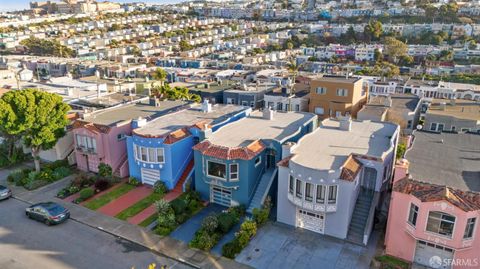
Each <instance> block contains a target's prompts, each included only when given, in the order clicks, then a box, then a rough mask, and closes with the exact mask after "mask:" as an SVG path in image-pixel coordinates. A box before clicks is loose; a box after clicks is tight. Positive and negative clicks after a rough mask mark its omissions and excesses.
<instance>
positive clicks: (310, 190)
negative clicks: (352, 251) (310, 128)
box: [277, 117, 399, 245]
mask: <svg viewBox="0 0 480 269" xmlns="http://www.w3.org/2000/svg"><path fill="white" fill-rule="evenodd" d="M398 137H399V127H398V126H397V125H395V124H391V123H383V122H371V121H363V122H362V121H352V120H351V119H350V118H348V117H344V118H342V119H341V120H331V119H326V120H324V121H322V123H321V126H320V127H319V128H318V129H317V130H315V131H314V132H312V133H310V134H308V135H306V136H304V137H303V138H302V139H300V140H299V141H298V143H297V144H293V143H291V144H289V145H285V146H284V150H283V151H284V155H285V156H284V157H285V158H284V159H283V160H282V161H280V162H279V163H278V167H279V173H278V192H277V197H278V203H277V221H279V222H282V223H285V224H288V225H291V226H294V227H299V228H302V229H307V230H310V231H314V232H317V233H320V234H326V235H330V236H334V237H337V238H340V239H347V240H350V241H353V242H355V243H359V244H365V245H366V244H367V242H368V239H369V237H370V233H371V231H372V225H373V221H374V215H375V210H376V209H377V208H379V207H380V205H381V203H382V202H383V199H384V196H385V192H386V190H387V187H388V185H389V183H390V179H391V175H392V171H393V164H394V161H395V150H396V146H397V141H398Z"/></svg>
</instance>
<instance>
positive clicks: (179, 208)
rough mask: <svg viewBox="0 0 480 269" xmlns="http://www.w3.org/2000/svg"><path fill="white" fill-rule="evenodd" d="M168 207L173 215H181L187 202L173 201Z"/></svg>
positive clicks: (182, 213)
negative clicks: (172, 210) (174, 212)
mask: <svg viewBox="0 0 480 269" xmlns="http://www.w3.org/2000/svg"><path fill="white" fill-rule="evenodd" d="M170 205H171V206H172V208H173V211H174V212H175V215H181V214H183V213H184V212H185V211H186V209H187V202H185V200H183V199H175V200H173V201H171V202H170Z"/></svg>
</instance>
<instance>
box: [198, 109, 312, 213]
mask: <svg viewBox="0 0 480 269" xmlns="http://www.w3.org/2000/svg"><path fill="white" fill-rule="evenodd" d="M316 119H317V117H316V116H315V115H313V114H310V113H302V112H274V111H272V110H270V109H265V110H264V111H263V112H259V111H255V112H252V113H251V114H250V116H249V117H246V118H243V119H241V120H238V121H236V122H234V123H231V124H229V125H226V126H224V127H222V128H220V129H219V130H218V131H216V132H214V133H213V134H207V135H206V139H205V140H204V141H202V142H200V143H199V144H197V145H196V146H195V147H194V158H195V188H196V190H197V191H198V192H199V193H200V194H201V196H202V198H203V199H205V200H208V201H210V202H212V203H216V204H220V205H224V206H233V205H239V204H241V205H245V206H246V207H247V210H248V211H249V212H251V211H252V210H253V208H258V207H260V206H261V205H262V204H263V202H264V200H265V198H266V196H267V195H268V193H271V194H272V192H271V190H272V186H275V185H274V184H273V183H274V181H275V179H276V174H277V169H276V163H277V162H278V161H279V160H280V159H281V158H282V144H284V143H286V142H290V141H292V142H295V141H298V139H300V138H301V137H302V136H303V135H305V134H306V133H309V132H311V131H312V130H314V129H315V128H316Z"/></svg>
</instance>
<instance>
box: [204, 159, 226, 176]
mask: <svg viewBox="0 0 480 269" xmlns="http://www.w3.org/2000/svg"><path fill="white" fill-rule="evenodd" d="M210 163H218V164H223V165H225V178H223V177H218V176H213V175H210V173H209V172H208V171H209V167H210ZM207 176H208V177H213V178H216V179H219V180H223V181H227V180H228V174H227V164H226V163H220V162H214V161H210V160H207Z"/></svg>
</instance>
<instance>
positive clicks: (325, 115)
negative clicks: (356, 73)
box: [309, 77, 367, 119]
mask: <svg viewBox="0 0 480 269" xmlns="http://www.w3.org/2000/svg"><path fill="white" fill-rule="evenodd" d="M366 99H367V90H366V89H364V87H363V79H362V78H345V77H316V78H312V80H311V82H310V104H309V111H310V112H312V113H315V114H317V115H318V117H319V118H320V119H325V118H329V117H340V116H346V115H351V116H352V117H354V118H356V117H357V112H358V111H359V110H360V109H361V108H362V106H363V104H364V103H365V102H366Z"/></svg>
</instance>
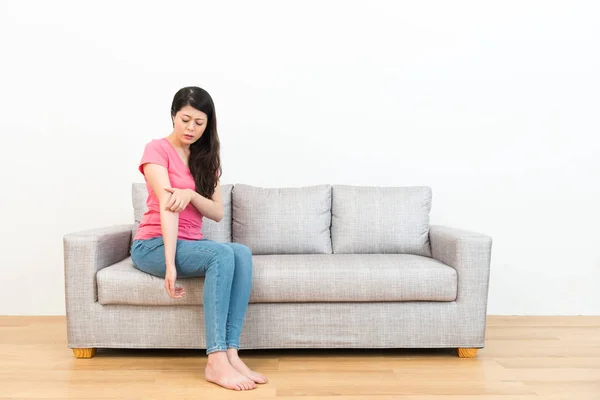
----------
Instructions for the task: Output every line of all the items above as a Markdown table with the columns Row and Line, giving each row a number and skipping blank lines. Leave the pictures out of the table.

Response:
| Row | Line |
|---|---|
| 1 | Each <instance> block contains a target's prompts, each included only when given, in the order clicks, then a box, then a rough mask, and closes with the exact mask after "mask:" as an SVG path in image-pixel coordinates. A box before clicks is loose; a box after clicks is tight. Positive and negative clicks after a rough mask mark its omissions and excesses. |
| 2 | <instance> |
| 3 | positive clicks: (310, 190) |
| 4 | negative clicks: (352, 251) (310, 128) |
| 5 | box: [277, 117, 399, 245] |
| 6 | mask: <svg viewBox="0 0 480 269" xmlns="http://www.w3.org/2000/svg"><path fill="white" fill-rule="evenodd" d="M398 137H399V127H398V126H397V125H395V124H391V123H383V122H371V121H363V122H362V121H352V120H351V119H350V118H348V117H344V118H342V119H341V120H331V119H326V120H324V121H322V123H321V126H320V127H319V128H318V129H317V130H315V131H314V132H312V133H310V134H308V135H306V136H304V137H303V138H302V139H300V140H299V141H298V143H297V144H293V143H291V144H289V145H285V146H284V150H283V151H284V155H285V156H284V157H285V158H284V159H283V160H282V161H280V162H279V163H278V167H279V173H278V192H277V197H278V203H277V221H279V222H282V223H285V224H288V225H291V226H294V227H299V228H302V229H307V230H310V231H314V232H317V233H320V234H326V235H330V236H334V237H337V238H340V239H347V240H350V241H353V242H355V243H359V244H365V245H366V244H367V242H368V239H369V237H370V233H371V231H372V225H373V221H374V215H375V210H376V209H377V208H379V207H380V205H381V203H382V202H383V199H384V196H385V192H386V190H387V187H388V185H389V183H390V179H391V175H392V171H393V164H394V161H395V150H396V146H397V141H398Z"/></svg> |
| 7 | </instance> |
| 8 | <instance> |
| 9 | positive clicks: (179, 208) |
| 10 | rough mask: <svg viewBox="0 0 480 269" xmlns="http://www.w3.org/2000/svg"><path fill="white" fill-rule="evenodd" d="M168 207L173 215H181L187 202L173 201Z"/></svg> |
| 11 | positive clicks: (182, 213) |
| 12 | negative clicks: (172, 210) (174, 212) |
| 13 | mask: <svg viewBox="0 0 480 269" xmlns="http://www.w3.org/2000/svg"><path fill="white" fill-rule="evenodd" d="M170 205H171V206H172V208H173V211H174V212H175V215H181V214H183V213H184V212H185V211H186V209H187V202H185V200H183V199H175V200H173V201H171V202H170Z"/></svg> |
| 14 | </instance> |
| 15 | <instance> |
| 16 | box: [198, 109, 312, 213] |
| 17 | mask: <svg viewBox="0 0 480 269" xmlns="http://www.w3.org/2000/svg"><path fill="white" fill-rule="evenodd" d="M316 119H317V117H316V116H315V115H313V114H310V113H302V112H274V111H272V110H270V109H265V110H264V111H263V112H259V111H255V112H252V113H251V114H250V116H249V117H246V118H243V119H241V120H238V121H236V122H234V123H231V124H229V125H226V126H224V127H222V128H220V129H219V130H218V131H216V132H214V133H213V134H207V135H206V139H205V140H204V141H202V142H200V143H199V144H197V145H196V146H195V147H194V158H195V188H196V190H197V191H198V192H199V193H200V194H201V196H202V198H203V199H205V200H208V201H210V202H212V203H216V204H220V205H224V206H233V205H239V204H241V205H245V206H246V207H247V210H248V211H249V212H251V211H252V210H253V208H258V207H260V206H261V205H262V204H263V202H264V200H265V198H266V196H267V195H268V193H271V194H272V192H271V190H272V186H275V185H274V184H273V183H274V181H275V179H276V174H277V169H276V163H277V162H278V161H279V160H280V159H281V158H282V144H284V143H286V142H290V141H292V142H295V141H298V139H300V138H301V137H302V136H303V135H305V134H306V133H309V132H311V131H312V130H314V129H315V128H316Z"/></svg> |
| 18 | </instance> |
| 19 | <instance> |
| 20 | box: [204, 159, 226, 176] |
| 21 | mask: <svg viewBox="0 0 480 269" xmlns="http://www.w3.org/2000/svg"><path fill="white" fill-rule="evenodd" d="M210 163H218V164H223V165H225V178H223V177H218V176H213V175H210V173H209V172H208V171H209V167H210ZM207 176H208V177H213V178H216V179H219V180H223V181H227V180H228V174H227V164H226V163H220V162H214V161H210V160H207Z"/></svg> |
| 22 | </instance> |
| 23 | <instance> |
| 24 | positive clicks: (325, 115) |
| 25 | negative clicks: (356, 73) |
| 26 | box: [309, 77, 367, 119] |
| 27 | mask: <svg viewBox="0 0 480 269" xmlns="http://www.w3.org/2000/svg"><path fill="white" fill-rule="evenodd" d="M366 99H367V90H366V89H364V87H363V79H362V78H345V77H316V78H312V80H311V82H310V104H309V111H310V112H312V113H315V114H317V115H318V117H319V118H320V119H325V118H329V117H340V116H346V115H351V116H352V117H354V118H356V117H357V112H358V111H359V110H360V109H361V108H362V106H363V104H364V103H365V102H366Z"/></svg> |
| 28 | </instance> |